INSTRUCTIONS FOR THE TASK: Return every record below exactly as written, omitting any pictures.

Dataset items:

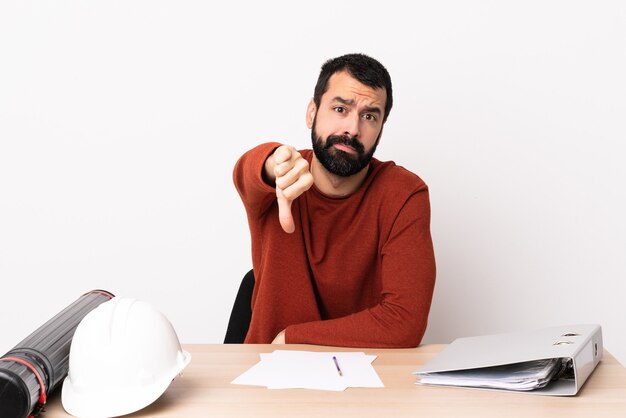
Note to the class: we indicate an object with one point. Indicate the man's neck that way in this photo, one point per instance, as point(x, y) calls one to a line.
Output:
point(333, 185)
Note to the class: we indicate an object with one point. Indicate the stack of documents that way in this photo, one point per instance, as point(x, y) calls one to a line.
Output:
point(548, 361)
point(285, 369)
point(528, 375)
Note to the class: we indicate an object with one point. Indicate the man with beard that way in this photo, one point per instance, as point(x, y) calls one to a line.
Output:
point(341, 247)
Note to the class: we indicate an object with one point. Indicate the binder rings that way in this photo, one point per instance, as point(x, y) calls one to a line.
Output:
point(577, 349)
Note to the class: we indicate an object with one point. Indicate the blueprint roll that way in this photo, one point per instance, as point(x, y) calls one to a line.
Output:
point(37, 366)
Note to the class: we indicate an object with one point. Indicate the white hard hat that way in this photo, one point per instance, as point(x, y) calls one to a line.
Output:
point(124, 355)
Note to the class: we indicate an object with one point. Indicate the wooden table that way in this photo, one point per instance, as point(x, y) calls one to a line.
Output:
point(204, 390)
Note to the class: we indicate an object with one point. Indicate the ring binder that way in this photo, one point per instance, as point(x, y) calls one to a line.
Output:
point(490, 361)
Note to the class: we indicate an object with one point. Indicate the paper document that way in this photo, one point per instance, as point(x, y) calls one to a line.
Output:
point(336, 371)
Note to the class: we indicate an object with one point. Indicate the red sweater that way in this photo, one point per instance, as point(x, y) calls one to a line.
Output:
point(359, 271)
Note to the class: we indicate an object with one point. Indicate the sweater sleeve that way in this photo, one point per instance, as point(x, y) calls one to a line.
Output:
point(256, 195)
point(408, 279)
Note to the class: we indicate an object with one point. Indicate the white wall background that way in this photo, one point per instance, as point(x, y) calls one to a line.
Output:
point(120, 122)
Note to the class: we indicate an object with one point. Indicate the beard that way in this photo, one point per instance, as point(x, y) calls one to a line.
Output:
point(340, 162)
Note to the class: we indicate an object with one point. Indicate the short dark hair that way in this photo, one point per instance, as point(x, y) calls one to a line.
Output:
point(365, 69)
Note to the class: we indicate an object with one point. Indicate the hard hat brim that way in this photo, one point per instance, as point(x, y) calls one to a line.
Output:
point(115, 400)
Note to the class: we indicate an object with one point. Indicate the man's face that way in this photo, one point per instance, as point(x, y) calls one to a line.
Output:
point(346, 128)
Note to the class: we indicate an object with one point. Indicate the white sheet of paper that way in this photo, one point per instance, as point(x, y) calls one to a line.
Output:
point(285, 369)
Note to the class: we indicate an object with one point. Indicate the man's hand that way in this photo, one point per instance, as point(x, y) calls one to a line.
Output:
point(290, 172)
point(280, 338)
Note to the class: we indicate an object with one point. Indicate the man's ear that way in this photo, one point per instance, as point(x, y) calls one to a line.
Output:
point(310, 113)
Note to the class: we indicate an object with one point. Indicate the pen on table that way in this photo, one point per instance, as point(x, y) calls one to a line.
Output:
point(337, 366)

RESPONSE TO THE EXERCISE:
Note to the class: we indicate an object with one point. Indicate the man's neck that way in this photo, one point per instance, as point(x, y) calls one to a line.
Output:
point(333, 185)
Note to the class: we indicate an object with one point. Indicate the stack of documents that way in this photo, one point per instance, as point(x, y) calls one to a line.
Output:
point(548, 361)
point(285, 369)
point(528, 375)
Note to the class: we indicate an object with one point. Indicate the man with beard that way in this photo, one point per instance, as point(x, y) calls one to a line.
Output:
point(341, 247)
Note to the class: we indicate an object with one point. Indicate the binder rings that way in this photo, one point per instance, as point(x, y) calls one to a line.
Output:
point(577, 349)
Note to the class: we indicate an object with one point. Indicate the blueprint roll that way in this photo, one point per instance, as point(x, y) calls one to a line.
Output:
point(37, 366)
Note to the class: we indicate an object with one point. Indicate the white hard hat that way in this photo, one point per instance, as point(x, y) calls one to a line.
Output:
point(124, 355)
Note to the class: we indicate an object with one point. Indicate the wooden table that way in this photo, one point per instance, as point(x, y) calls one to a line.
Output:
point(204, 390)
Note to the class: we indicate an object with one point. Indicate the ring binder that way in this photo, one point per instance, as point(x, y) calls one to a line.
Output:
point(490, 361)
Note to the class: we indicate an object with one point. Indicate the paper document that way in this photo, one point per instance, as point(x, y) calls one to a line.
Output:
point(336, 371)
Note to the class: we indicate an object with one point. Indicate the red sweater that way in this photo, one point per instance, as point(x, y) calls one to a line.
Output:
point(359, 271)
Note to the class: we indicate an object with one point. Indicate the sweater sleeve that way in this photo, one point per instance, as point(x, y) calls one to a line.
Output:
point(256, 195)
point(408, 279)
Note to the class: we indicate an object with one point. Indicate the white wall background that way in this photo, one point per instance, as point(x, y) calls one to a line.
Output:
point(120, 122)
Note to the class: we indicate an object with one point. Indicate the beard that way in this photo, one point per instance, as point(x, y) calls one to a line.
Output:
point(340, 162)
Note to the class: we indicate an object with one point. Indicate the short dark hair that way in this photo, one point per instance, as point(x, y) calls one to a line.
Output:
point(365, 69)
Note to the class: we indicate an object with one point. Indicate the hard hat brim that way in this photo, one point per instance, as point(x, y) calls one to a line.
Output:
point(115, 400)
Note to the class: we indicate an object with one point. Indicate the man's face that way in this photo, one point per instance, as point(x, y) calls one to a line.
Output:
point(346, 128)
Note to the class: we indicate an object with one point. Indicate the white sheet of paper that way in this photo, one point per instance, as point(x, y) calls one to a line.
Output:
point(285, 369)
Note to the class: we indicate an object with one point. Indicate the man's hand that way in this photo, one point per instance, as point(x, y) calls one to a line.
Output:
point(290, 172)
point(280, 338)
Note to the class: we indicate an object with one point. Indicate the man's ear that way in this photo, one point per instance, as point(x, y) calls one to a line.
Output:
point(310, 113)
Note to the class: we indicate an object with one point. Indicate the pen on table that way in this photo, one point per instance, as point(x, y) calls one to a line.
Output:
point(337, 366)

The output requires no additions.